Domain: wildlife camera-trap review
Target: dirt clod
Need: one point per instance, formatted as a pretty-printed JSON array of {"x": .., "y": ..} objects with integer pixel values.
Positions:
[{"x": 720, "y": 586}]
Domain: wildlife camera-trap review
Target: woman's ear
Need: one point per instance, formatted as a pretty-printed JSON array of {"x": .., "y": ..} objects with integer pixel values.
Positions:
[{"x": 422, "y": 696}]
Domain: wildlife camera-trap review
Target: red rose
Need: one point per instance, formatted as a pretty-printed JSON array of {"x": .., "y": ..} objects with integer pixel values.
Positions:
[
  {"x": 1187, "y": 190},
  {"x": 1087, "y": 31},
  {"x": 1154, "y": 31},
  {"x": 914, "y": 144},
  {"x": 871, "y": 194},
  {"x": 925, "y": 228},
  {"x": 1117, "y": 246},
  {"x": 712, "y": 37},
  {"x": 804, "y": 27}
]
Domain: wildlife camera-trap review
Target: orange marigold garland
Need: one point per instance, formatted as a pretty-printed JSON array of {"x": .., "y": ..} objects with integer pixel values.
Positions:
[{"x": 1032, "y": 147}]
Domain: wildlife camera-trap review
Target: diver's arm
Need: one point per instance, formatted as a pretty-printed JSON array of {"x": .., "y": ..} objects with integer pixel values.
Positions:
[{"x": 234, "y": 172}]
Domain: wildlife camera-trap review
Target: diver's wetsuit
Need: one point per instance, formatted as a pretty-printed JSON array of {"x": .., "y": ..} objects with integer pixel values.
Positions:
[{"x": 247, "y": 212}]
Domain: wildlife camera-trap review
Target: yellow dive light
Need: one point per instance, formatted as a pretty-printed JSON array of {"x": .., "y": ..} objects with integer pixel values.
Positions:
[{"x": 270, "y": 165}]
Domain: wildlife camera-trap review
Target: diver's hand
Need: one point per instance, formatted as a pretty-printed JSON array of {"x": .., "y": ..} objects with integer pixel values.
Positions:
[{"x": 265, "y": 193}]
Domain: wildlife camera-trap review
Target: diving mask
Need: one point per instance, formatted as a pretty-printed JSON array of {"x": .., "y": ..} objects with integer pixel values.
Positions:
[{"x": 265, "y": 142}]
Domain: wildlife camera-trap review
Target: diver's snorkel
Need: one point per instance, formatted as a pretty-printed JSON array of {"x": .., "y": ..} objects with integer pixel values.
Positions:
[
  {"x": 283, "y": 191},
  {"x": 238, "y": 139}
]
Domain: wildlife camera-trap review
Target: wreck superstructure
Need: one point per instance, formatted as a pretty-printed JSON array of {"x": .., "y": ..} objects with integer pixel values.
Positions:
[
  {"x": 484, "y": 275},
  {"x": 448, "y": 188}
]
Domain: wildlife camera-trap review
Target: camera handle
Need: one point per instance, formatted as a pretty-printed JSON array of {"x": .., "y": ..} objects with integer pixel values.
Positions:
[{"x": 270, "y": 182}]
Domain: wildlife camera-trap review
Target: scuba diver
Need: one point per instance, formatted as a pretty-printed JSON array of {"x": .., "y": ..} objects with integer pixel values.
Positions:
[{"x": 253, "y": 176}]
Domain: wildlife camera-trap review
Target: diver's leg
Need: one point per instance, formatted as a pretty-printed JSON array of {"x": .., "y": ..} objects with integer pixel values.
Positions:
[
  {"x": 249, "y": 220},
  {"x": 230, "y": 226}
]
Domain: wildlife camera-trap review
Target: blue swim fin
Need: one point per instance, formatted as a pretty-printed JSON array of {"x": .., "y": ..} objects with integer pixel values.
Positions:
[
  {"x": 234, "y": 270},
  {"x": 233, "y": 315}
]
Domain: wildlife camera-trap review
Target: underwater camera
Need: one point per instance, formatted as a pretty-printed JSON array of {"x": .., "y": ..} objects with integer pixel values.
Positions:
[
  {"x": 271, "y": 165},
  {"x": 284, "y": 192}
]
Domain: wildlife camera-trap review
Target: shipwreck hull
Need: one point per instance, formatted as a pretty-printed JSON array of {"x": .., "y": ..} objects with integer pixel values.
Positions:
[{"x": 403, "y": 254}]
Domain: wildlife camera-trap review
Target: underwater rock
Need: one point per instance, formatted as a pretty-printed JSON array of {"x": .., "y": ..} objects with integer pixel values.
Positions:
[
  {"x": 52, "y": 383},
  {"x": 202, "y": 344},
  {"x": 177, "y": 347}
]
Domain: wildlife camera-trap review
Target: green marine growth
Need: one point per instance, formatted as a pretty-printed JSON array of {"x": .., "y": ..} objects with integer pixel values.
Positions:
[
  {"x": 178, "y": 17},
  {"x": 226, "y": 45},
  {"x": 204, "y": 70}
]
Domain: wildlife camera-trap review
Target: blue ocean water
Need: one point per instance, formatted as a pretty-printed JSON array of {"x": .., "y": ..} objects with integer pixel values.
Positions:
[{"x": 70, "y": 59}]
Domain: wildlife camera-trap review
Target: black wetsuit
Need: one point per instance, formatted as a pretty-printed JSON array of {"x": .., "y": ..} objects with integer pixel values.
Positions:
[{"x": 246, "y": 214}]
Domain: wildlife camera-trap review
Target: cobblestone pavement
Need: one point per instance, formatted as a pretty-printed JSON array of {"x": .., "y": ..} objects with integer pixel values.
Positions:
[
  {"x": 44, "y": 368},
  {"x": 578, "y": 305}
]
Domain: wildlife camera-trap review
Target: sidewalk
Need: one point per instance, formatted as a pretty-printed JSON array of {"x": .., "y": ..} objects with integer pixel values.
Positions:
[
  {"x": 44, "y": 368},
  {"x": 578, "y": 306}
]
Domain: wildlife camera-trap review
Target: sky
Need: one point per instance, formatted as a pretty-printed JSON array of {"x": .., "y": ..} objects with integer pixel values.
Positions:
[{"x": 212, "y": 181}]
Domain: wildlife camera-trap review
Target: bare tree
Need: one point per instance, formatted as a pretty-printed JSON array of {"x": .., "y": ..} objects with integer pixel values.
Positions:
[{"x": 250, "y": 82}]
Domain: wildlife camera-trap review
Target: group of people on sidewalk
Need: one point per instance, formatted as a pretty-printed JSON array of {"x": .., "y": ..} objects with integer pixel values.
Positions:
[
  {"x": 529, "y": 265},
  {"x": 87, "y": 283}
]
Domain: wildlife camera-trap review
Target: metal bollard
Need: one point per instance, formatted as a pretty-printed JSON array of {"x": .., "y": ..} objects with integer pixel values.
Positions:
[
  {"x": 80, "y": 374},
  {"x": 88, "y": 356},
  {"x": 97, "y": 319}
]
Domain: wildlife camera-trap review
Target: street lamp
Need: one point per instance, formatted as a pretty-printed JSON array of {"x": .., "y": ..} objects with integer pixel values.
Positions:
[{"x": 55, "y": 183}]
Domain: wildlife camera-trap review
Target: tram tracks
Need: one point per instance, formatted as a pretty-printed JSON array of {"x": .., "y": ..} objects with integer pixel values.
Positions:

## Work instructions
What is needed here is an exact reproduction of all the entries.

## Final answer
Domain: wildlife camera-trap review
Target: dirt clod
Need: one point per instance, formatted as a pretty-printed JSON array of {"x": .., "y": ..} objects with integer pixel values.
Positions:
[{"x": 720, "y": 586}]
Domain: wildlife camera-trap review
Target: woman's ear
Need: one point per instance, formatted as a pretty-printed JSON array of {"x": .., "y": ..} objects with integer pixel values.
Positions:
[{"x": 422, "y": 696}]
Domain: wildlife camera-trap review
Target: red rose
Need: one point per instance, formatted as a pretty-printed JSON array of {"x": .., "y": ..} objects with integer pixel values.
Positions:
[
  {"x": 1187, "y": 190},
  {"x": 1087, "y": 31},
  {"x": 1154, "y": 31},
  {"x": 914, "y": 144},
  {"x": 871, "y": 194},
  {"x": 925, "y": 228},
  {"x": 1117, "y": 246},
  {"x": 712, "y": 37},
  {"x": 804, "y": 27}
]
Domain: wildlife camera-trap review
Target: orange marigold garland
Need: one point per instance, formatted as a pretty-printed JSON array of {"x": .., "y": ..} objects with integer pixel values.
Positions:
[{"x": 1032, "y": 147}]
Domain: wildlife camera-trap review
Target: diver's arm
Need: one point per instance, formatted as a pretty-printed JSON array of {"x": .., "y": ..} objects with integer pixel values.
Positions:
[{"x": 234, "y": 172}]
Domain: wildlife camera-trap review
Target: diver's wetsuit
Need: one point per instance, formatted as a pretty-printed JSON array of {"x": .., "y": ..} objects with integer pixel values.
Positions:
[{"x": 247, "y": 212}]
Domain: wildlife camera-trap review
Target: yellow dive light
Need: one point per instance, formatted as a pretty-printed JSON array of {"x": .., "y": ..} objects with integer pixel values.
Positions:
[{"x": 270, "y": 165}]
Domain: wildlife camera-trap review
Target: diver's hand
Need: one point per instance, formatted as a pretty-printed JSON array of {"x": .., "y": ..} objects with integer pixel values.
Positions:
[{"x": 265, "y": 193}]
Domain: wildlife camera-trap review
Target: diving mask
Need: one point per instance, formatted as a pretty-printed JSON array of {"x": .., "y": ..} objects with integer pixel values.
Positions:
[{"x": 265, "y": 142}]
Domain: wildlife camera-trap review
Target: diver's snorkel
Need: one point per instance, formatted as a pretty-printed JSON array of {"x": .., "y": ..} objects with integer pixel values.
Positions:
[
  {"x": 283, "y": 191},
  {"x": 238, "y": 139}
]
Domain: wildlife camera-trap review
Target: wreck superstructure
Need: one point per instance, formatted as a pretty-printed JSON array of {"x": .., "y": ..} objects with integer pixel values.
Positions:
[
  {"x": 484, "y": 275},
  {"x": 448, "y": 188}
]
Domain: wildlife camera-trap review
Target: camera handle
Need: one point per instance, formatted as a pretty-printed JSON array of {"x": .., "y": ..} objects with integer pixel values.
Positions:
[{"x": 270, "y": 182}]
Domain: wildlife camera-trap review
Target: scuba diver
Need: one point per instance, formatted as a pretty-printed JSON array of {"x": .., "y": ..} objects with integer pixel values.
Positions:
[{"x": 253, "y": 176}]
Domain: wildlife camera-trap review
Target: diver's leg
Need: one point per instance, formatted as a pretty-printed JSON array of {"x": .., "y": ..} objects with integer pixel values.
Positions:
[
  {"x": 249, "y": 220},
  {"x": 230, "y": 226}
]
Domain: wildlife camera-trap review
Target: blue swim fin
Need: one point per instance, formatted as a pretty-printed JSON array of {"x": .., "y": ..} objects with integer pixel values.
Positions:
[
  {"x": 234, "y": 270},
  {"x": 233, "y": 315}
]
Domain: wildlife camera-trap review
Target: underwater camera
Need: one point per instance, formatted as a pretty-printed JSON array of {"x": .., "y": ..} objects with integer pixel values.
Positions:
[
  {"x": 271, "y": 165},
  {"x": 284, "y": 192}
]
Domain: wildlife camera-trap review
Target: shipwreck hull
Need: one point per instance, formatted as a pretty-printed JSON array of {"x": .., "y": ..} objects with integer pixel values.
Positions:
[{"x": 403, "y": 254}]
Domain: wildlife camera-trap review
Target: underwater rock
Need: one point per instance, formatted as a pretty-printed JSON array of {"x": .., "y": ..} objects with integer pixel values.
Positions:
[
  {"x": 52, "y": 383},
  {"x": 202, "y": 344},
  {"x": 177, "y": 347}
]
Domain: wildlife camera-trap review
Target: green marine growth
Need: one point per instance, formatted as a pretty-printed JSON array of {"x": .., "y": ..} objects with integer pixel values.
Positions:
[
  {"x": 178, "y": 17},
  {"x": 226, "y": 45},
  {"x": 204, "y": 70}
]
Domain: wildlife camera-trap review
Target: blue ocean water
Need: one point per instance, formatted as a pretty-printed JSON array of {"x": .., "y": ..} objects with integer pixel values.
Positions:
[{"x": 70, "y": 59}]
Domain: wildlife camera-trap review
Target: black wetsuit
Need: one point per instance, formatted as a pretty-printed JSON array of {"x": .., "y": ..} objects with integer pixel values.
Positions:
[{"x": 246, "y": 214}]
Domain: wildlife camera-trap review
Target: cobblestone pavement
Need: one point per instance, formatted as a pretty-printed JSON array of {"x": .., "y": ..} objects with integer pixel values.
Positions:
[
  {"x": 44, "y": 368},
  {"x": 578, "y": 305}
]
Domain: wildlife camera-trap review
Target: sidewalk
Need: one point per instance, formatted as a pretty-printed JSON array of {"x": .., "y": ..} objects with integer pixel values.
Positions:
[
  {"x": 44, "y": 368},
  {"x": 578, "y": 306}
]
Domain: wildlife camera-trap review
Target: sky
Need: one point per instance, formatted as a pretty-printed JSON array of {"x": .., "y": ..} objects with integer pixel values.
Positions:
[{"x": 212, "y": 181}]
Domain: wildlife camera-trap review
Target: bare tree
Need: one point per instance, formatted as a pretty-printed JSON array of {"x": .., "y": ..} objects with integer pixel values.
Positions:
[{"x": 250, "y": 82}]
Domain: wildlife camera-trap review
Target: group of people on sidewalk
Need: one point per instance, formatted as a pretty-printed JSON array of {"x": .., "y": ..} objects with integer pixel values.
Positions:
[
  {"x": 529, "y": 265},
  {"x": 87, "y": 283}
]
Domain: wildlife camera-trap review
Target: metal bollard
Need: one point per instance, formatted as a pretty-printed JSON array of {"x": .., "y": ..} objects with integer pixel values.
Positions:
[
  {"x": 80, "y": 374},
  {"x": 88, "y": 356},
  {"x": 97, "y": 319}
]
Domain: wildlife camera-trap review
Target: street lamp
Need: one point per instance, formatted as a pretty-printed JSON array of {"x": .., "y": ..} objects with integer pixel values.
Positions:
[{"x": 55, "y": 183}]
Domain: wildlife camera-trap review
Target: tram tracks
Need: one point per instance, formatted as a pretty-printed JSON array of {"x": .., "y": ..} objects with integer pixel values.
Positions:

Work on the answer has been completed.